Task to complete – Scan the records below. List lines holding "microwave".

Dataset entries –
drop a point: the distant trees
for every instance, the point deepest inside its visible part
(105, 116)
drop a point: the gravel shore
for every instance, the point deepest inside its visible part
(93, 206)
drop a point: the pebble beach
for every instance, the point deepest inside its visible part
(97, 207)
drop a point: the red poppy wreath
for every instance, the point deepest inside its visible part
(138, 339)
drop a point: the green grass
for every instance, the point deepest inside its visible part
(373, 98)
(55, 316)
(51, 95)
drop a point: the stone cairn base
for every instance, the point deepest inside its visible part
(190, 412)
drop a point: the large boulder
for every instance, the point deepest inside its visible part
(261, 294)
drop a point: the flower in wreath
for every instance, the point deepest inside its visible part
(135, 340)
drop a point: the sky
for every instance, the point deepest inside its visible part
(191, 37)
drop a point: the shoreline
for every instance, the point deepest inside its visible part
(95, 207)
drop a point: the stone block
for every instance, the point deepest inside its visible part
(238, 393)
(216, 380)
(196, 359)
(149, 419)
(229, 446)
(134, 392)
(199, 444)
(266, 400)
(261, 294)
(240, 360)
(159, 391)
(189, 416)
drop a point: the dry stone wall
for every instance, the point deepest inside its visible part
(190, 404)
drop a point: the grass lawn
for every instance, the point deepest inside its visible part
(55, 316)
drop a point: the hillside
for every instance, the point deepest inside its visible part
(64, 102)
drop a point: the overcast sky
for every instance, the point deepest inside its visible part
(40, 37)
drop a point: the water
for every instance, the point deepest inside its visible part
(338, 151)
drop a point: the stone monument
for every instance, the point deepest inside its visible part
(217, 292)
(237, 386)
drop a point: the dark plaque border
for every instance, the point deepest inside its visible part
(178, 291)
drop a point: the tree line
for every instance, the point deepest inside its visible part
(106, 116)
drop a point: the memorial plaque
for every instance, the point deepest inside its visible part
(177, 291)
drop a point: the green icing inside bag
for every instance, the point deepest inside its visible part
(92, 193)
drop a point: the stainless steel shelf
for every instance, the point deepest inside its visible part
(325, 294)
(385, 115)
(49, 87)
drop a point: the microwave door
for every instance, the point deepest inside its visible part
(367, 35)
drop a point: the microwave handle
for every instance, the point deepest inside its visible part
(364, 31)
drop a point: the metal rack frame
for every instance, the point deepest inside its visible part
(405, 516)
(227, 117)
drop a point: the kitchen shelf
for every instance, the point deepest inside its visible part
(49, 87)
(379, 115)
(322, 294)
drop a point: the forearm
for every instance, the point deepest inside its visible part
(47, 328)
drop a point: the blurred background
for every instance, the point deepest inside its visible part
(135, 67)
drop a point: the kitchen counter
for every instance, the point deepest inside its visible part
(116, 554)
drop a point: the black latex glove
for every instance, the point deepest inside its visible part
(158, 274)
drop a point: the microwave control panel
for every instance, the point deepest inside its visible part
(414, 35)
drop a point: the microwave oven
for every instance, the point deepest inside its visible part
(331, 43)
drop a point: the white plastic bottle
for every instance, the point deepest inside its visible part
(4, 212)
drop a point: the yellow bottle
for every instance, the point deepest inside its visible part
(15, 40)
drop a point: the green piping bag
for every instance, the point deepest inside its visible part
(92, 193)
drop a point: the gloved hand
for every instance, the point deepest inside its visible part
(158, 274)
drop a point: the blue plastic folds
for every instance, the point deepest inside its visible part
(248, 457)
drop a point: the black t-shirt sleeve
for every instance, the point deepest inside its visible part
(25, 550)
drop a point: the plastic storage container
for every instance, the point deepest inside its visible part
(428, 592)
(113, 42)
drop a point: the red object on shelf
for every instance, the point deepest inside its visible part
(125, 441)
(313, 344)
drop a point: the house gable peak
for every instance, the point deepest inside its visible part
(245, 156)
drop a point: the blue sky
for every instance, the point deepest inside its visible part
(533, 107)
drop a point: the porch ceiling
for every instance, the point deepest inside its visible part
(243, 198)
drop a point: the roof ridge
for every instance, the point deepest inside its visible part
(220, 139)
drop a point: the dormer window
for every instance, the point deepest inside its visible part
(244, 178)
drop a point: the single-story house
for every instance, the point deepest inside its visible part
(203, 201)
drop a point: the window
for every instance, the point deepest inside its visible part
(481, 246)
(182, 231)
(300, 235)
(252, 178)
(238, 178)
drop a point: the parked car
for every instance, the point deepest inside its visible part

Solution to the problem –
drop a point: the microwave door
drop a point: the microwave handle
drop a point: the microwave control panel
drop a point: the microwave oven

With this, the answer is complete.